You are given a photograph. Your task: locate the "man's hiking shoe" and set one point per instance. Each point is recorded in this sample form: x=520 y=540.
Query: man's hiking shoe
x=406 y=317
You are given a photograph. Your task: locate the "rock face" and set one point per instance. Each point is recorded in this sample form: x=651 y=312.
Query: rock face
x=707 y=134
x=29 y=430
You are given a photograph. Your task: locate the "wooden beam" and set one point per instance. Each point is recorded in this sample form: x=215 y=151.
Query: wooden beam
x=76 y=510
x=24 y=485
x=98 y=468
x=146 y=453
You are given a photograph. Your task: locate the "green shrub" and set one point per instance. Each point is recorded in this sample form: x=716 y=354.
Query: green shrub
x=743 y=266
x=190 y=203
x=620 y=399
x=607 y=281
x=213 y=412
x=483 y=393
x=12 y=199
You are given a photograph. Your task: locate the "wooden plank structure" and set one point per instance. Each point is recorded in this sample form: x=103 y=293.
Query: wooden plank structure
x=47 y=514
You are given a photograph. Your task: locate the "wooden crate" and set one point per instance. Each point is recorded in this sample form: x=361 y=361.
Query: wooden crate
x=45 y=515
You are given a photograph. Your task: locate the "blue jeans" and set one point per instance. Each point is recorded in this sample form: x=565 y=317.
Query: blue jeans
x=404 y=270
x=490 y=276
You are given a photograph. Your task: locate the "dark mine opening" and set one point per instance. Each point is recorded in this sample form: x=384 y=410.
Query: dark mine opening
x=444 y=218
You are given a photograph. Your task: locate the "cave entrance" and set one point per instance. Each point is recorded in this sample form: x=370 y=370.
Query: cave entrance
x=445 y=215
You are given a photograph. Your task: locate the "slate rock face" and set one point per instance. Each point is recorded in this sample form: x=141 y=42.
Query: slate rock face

* [What you are asked to do] Convert all of the rows above into a JSON list of strings, one string per line, omitting any blank lines.

* [The response]
[
  "You are given a photograph. Your task: locate the \"man's hiking shoe\" and set one point per instance. Each point is recorded in this sample form: x=520 y=540.",
  "Query: man's hiking shoe",
  "x=406 y=317",
  "You are given a photograph. Your task: locate the \"rock face\" and set one point per instance. Each point is recorded in this sample form: x=651 y=312.",
  "Query: rock face",
  "x=707 y=134",
  "x=29 y=430",
  "You are given a photograph. Your task: locate the \"wooden beam\" and set one point per instance. Each point is recorded in this sample form: x=215 y=151.",
  "Query: wooden beam",
  "x=76 y=510",
  "x=24 y=485",
  "x=98 y=468",
  "x=146 y=453",
  "You are given a photograph. Your task: locate the \"green shrub\" and set one point per instance. Each point is recorded in this sample form: x=716 y=354.",
  "Query: green shrub",
  "x=743 y=266",
  "x=190 y=203",
  "x=620 y=399",
  "x=607 y=281",
  "x=213 y=412",
  "x=483 y=393",
  "x=12 y=199",
  "You are given a photograph. Your task: locate the \"wooden plank structure\" and set one point per instance. Each point is recorded in this sample form: x=103 y=293.",
  "Query: wooden plank structure",
  "x=47 y=514",
  "You are given a photograph. Your task: locate the \"wooden crate\" and set one point per instance. Each point is recorded in this sample form: x=361 y=361.",
  "Query: wooden crate",
  "x=45 y=515",
  "You are given a photograph. Your task: locate the \"blue jeans\" and set one point per instance. Each point is recorded in this sample form: x=565 y=317.",
  "Query: blue jeans",
  "x=404 y=270",
  "x=490 y=276",
  "You are given a photograph. Your task: locate the \"dark mine opening\" and set one point per instance. Each point is recorded in this sample form: x=384 y=410.",
  "Query: dark mine opening",
  "x=444 y=218",
  "You are given a photograph. Your task: locate the \"cave entrance\" and set one point per instance. Each point is recorded in this sample form: x=370 y=370.",
  "Query: cave entrance",
  "x=445 y=215",
  "You are given a photograph. Your task: locate the \"slate rock face\" and set one point per instance. Each point is recorded in this sample form: x=141 y=42.",
  "Query: slate rock face"
]